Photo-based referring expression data
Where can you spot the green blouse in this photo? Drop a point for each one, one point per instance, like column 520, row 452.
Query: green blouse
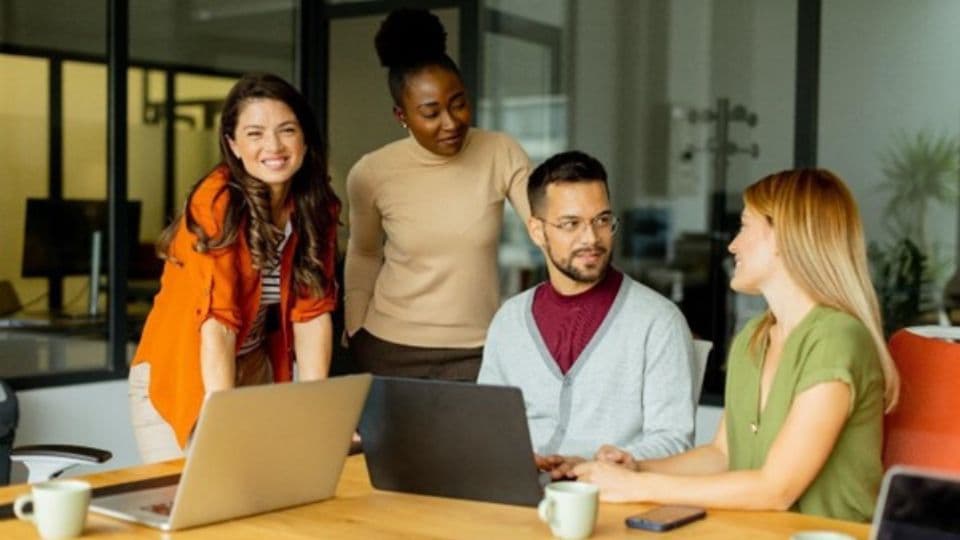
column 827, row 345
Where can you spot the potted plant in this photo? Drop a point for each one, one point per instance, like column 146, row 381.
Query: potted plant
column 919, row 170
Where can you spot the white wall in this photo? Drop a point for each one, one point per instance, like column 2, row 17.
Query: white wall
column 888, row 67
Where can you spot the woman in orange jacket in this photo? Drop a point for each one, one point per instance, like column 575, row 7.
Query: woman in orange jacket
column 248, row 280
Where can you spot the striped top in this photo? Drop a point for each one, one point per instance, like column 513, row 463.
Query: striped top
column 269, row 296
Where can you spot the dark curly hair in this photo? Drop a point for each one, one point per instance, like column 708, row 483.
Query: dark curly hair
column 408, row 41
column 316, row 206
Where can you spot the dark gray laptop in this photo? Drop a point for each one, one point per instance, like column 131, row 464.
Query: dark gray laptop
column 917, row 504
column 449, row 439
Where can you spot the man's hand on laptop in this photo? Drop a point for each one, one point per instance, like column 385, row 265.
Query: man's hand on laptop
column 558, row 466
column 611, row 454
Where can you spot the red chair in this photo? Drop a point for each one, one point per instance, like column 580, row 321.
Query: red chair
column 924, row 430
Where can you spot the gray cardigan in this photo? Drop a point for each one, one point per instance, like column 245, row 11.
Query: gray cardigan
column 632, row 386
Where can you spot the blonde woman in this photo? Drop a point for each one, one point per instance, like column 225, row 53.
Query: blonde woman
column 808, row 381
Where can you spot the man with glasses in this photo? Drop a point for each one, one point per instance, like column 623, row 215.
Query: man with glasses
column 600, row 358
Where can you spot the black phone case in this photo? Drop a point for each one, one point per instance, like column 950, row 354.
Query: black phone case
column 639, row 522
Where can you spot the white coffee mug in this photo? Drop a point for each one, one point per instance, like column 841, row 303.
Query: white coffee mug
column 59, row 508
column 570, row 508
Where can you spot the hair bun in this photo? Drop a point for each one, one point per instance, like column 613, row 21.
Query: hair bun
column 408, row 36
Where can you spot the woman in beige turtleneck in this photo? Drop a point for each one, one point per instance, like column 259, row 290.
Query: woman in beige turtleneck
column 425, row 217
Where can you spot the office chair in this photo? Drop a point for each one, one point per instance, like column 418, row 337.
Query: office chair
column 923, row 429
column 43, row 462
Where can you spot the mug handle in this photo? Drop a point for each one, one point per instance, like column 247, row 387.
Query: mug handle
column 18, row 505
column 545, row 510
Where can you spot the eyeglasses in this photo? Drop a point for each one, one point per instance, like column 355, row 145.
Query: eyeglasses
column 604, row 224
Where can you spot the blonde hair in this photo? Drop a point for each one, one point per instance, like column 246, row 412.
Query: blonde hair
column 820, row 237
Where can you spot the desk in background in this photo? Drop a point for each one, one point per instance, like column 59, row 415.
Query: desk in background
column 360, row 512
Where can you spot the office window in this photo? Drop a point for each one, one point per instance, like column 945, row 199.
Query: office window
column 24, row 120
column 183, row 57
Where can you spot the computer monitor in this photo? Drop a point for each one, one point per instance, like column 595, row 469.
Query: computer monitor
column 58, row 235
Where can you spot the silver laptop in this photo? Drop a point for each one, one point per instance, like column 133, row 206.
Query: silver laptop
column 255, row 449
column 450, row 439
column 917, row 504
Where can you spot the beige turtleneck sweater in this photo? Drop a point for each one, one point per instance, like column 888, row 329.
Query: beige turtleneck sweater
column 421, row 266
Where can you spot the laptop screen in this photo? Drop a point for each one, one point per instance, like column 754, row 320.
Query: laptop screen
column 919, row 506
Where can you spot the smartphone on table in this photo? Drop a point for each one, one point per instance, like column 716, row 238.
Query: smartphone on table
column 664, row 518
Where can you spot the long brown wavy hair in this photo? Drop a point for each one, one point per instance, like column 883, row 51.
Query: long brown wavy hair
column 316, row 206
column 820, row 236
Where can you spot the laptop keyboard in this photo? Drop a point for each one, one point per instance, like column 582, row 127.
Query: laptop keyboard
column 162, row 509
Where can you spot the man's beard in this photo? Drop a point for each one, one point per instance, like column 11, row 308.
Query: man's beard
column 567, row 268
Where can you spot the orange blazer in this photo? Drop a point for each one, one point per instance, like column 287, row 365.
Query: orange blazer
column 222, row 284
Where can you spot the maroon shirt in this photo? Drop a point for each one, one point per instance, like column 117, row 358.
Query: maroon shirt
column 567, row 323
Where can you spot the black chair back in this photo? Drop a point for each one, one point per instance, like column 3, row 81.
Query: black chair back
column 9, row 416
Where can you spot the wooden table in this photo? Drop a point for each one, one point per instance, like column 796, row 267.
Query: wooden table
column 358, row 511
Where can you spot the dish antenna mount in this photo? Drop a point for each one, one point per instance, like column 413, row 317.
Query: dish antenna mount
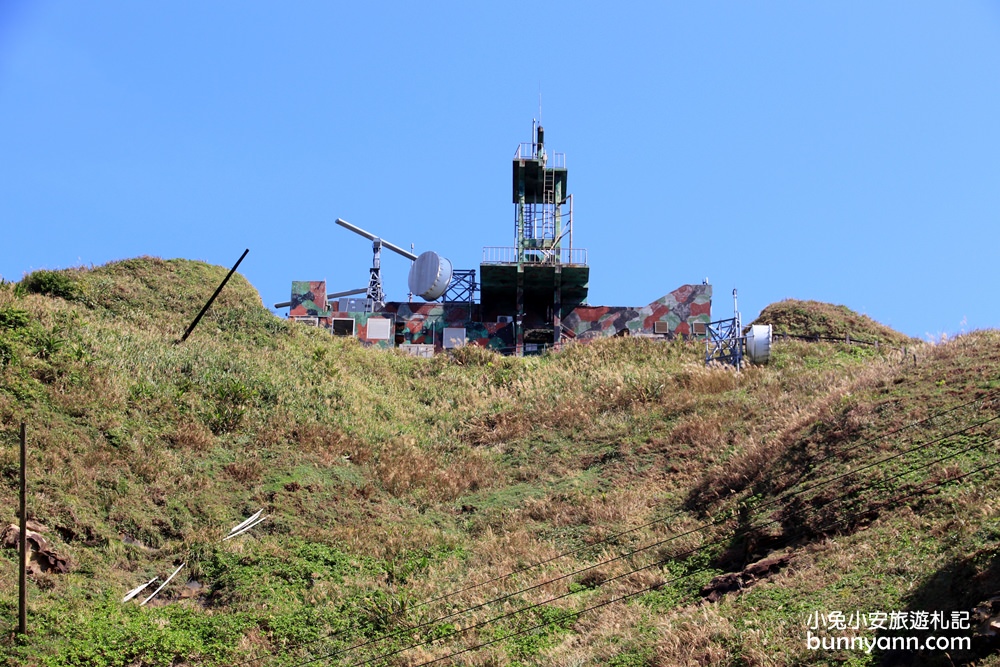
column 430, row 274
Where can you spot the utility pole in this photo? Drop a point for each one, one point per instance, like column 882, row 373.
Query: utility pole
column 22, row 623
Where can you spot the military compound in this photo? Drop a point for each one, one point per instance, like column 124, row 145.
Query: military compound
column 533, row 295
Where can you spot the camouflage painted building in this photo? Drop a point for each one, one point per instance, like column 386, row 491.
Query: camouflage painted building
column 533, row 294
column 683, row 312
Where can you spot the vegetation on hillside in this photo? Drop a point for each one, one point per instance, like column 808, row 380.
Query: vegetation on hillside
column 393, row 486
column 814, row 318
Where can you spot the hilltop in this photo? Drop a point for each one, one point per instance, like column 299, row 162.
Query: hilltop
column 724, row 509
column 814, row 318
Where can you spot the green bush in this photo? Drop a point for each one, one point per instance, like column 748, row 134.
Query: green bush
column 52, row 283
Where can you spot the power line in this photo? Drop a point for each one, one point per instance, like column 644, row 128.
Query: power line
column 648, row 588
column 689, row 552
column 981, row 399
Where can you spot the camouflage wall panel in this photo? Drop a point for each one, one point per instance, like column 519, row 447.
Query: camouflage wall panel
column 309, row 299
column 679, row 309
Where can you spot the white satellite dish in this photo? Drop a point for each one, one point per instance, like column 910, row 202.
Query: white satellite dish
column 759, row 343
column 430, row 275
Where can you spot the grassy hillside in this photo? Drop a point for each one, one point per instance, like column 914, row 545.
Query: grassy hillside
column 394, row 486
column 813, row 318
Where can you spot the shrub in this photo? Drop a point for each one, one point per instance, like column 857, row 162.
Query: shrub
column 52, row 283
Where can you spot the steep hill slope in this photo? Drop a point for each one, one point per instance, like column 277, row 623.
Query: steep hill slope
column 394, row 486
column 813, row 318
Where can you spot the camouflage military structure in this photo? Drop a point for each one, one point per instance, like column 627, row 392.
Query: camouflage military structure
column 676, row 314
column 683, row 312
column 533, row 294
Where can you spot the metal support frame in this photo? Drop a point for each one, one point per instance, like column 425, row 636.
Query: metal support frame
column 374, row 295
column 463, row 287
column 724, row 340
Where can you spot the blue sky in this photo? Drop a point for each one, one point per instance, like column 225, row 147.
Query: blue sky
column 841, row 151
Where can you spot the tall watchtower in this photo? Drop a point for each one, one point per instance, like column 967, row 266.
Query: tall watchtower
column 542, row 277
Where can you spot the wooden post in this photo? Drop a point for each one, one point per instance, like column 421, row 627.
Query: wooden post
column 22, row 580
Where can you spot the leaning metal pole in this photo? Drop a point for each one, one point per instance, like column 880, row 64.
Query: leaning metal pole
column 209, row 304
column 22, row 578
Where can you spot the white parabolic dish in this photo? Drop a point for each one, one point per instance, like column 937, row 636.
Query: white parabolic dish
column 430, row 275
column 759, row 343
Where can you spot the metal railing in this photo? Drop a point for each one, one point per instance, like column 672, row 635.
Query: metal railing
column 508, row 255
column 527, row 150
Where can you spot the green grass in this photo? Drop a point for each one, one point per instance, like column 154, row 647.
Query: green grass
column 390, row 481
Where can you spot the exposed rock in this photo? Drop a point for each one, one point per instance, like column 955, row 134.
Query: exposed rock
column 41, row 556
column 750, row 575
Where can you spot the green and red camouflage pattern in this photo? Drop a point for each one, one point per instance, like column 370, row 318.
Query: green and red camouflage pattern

» **Work to be completed**:
Could you filter the entries above for lines holding the string "pattern" and copy them?

» **Written response**:
Where can you spot the green and red camouflage pattern in this photo? Drop a point for each one, one point per instance, like column 370, row 318.
Query: green and red camouflage pattern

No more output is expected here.